● Problem details
Identify each line below that contains the string "surface" and copy those lines in full. Matching is case-sensitive.

● Exercise inputs
>> BEGIN

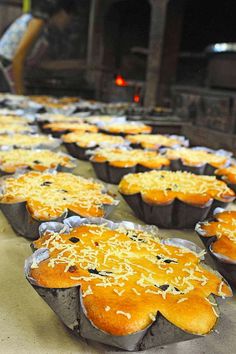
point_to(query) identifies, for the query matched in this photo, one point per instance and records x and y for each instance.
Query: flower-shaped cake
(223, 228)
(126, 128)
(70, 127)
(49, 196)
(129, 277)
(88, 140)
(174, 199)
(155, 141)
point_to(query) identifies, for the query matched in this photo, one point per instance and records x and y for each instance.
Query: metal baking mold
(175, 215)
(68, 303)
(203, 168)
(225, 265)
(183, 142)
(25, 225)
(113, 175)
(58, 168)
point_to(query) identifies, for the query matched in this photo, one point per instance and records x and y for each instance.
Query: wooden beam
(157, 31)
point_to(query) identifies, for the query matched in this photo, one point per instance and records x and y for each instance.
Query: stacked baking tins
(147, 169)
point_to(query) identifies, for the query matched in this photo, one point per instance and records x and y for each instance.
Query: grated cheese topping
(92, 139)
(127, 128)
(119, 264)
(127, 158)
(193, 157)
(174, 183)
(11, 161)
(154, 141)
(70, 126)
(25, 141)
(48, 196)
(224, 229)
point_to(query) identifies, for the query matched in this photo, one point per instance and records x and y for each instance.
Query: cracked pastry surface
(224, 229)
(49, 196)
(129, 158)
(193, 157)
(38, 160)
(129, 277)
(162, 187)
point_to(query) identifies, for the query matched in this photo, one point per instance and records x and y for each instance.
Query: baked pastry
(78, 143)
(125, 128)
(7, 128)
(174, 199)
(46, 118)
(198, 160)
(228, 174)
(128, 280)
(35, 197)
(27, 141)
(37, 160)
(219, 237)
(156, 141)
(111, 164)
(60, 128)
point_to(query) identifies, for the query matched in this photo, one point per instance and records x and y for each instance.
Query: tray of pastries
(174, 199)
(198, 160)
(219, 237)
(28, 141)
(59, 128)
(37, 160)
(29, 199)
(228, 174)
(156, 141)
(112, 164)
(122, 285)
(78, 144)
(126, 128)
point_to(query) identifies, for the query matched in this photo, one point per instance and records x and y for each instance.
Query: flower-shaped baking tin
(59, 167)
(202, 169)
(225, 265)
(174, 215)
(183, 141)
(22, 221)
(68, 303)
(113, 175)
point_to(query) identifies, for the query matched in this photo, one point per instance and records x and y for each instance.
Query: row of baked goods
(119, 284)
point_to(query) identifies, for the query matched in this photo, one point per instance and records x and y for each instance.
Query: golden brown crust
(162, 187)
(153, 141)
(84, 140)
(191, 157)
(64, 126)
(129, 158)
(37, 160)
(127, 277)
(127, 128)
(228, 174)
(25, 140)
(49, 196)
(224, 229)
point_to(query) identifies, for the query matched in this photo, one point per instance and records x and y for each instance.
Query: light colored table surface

>> END
>> BEGIN

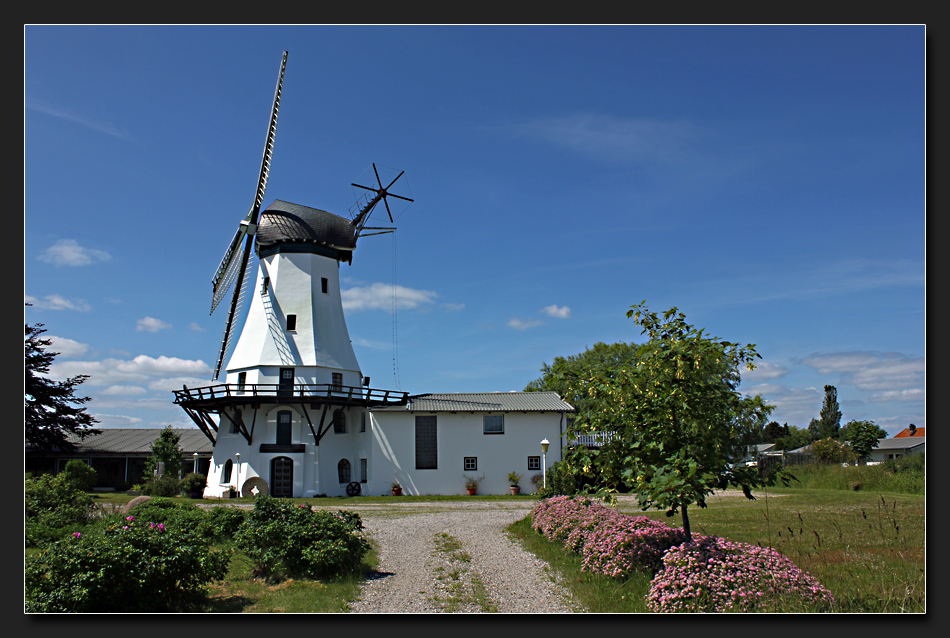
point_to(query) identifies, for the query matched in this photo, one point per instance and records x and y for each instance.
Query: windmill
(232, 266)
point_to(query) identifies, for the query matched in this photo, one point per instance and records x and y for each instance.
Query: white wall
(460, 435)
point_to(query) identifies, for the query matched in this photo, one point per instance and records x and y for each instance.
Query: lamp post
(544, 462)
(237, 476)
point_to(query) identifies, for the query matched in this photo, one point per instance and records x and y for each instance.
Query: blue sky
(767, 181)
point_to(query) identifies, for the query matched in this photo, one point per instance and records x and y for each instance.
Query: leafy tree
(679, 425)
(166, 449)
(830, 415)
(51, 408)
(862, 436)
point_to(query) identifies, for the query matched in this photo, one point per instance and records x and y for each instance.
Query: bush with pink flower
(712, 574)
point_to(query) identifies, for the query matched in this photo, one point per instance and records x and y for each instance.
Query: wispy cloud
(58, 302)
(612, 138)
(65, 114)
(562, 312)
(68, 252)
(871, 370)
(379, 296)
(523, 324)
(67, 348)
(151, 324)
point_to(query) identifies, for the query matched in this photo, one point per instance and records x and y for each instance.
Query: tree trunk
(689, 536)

>> END

● The output
Query: cracked pastry surface
Query: light colored table surface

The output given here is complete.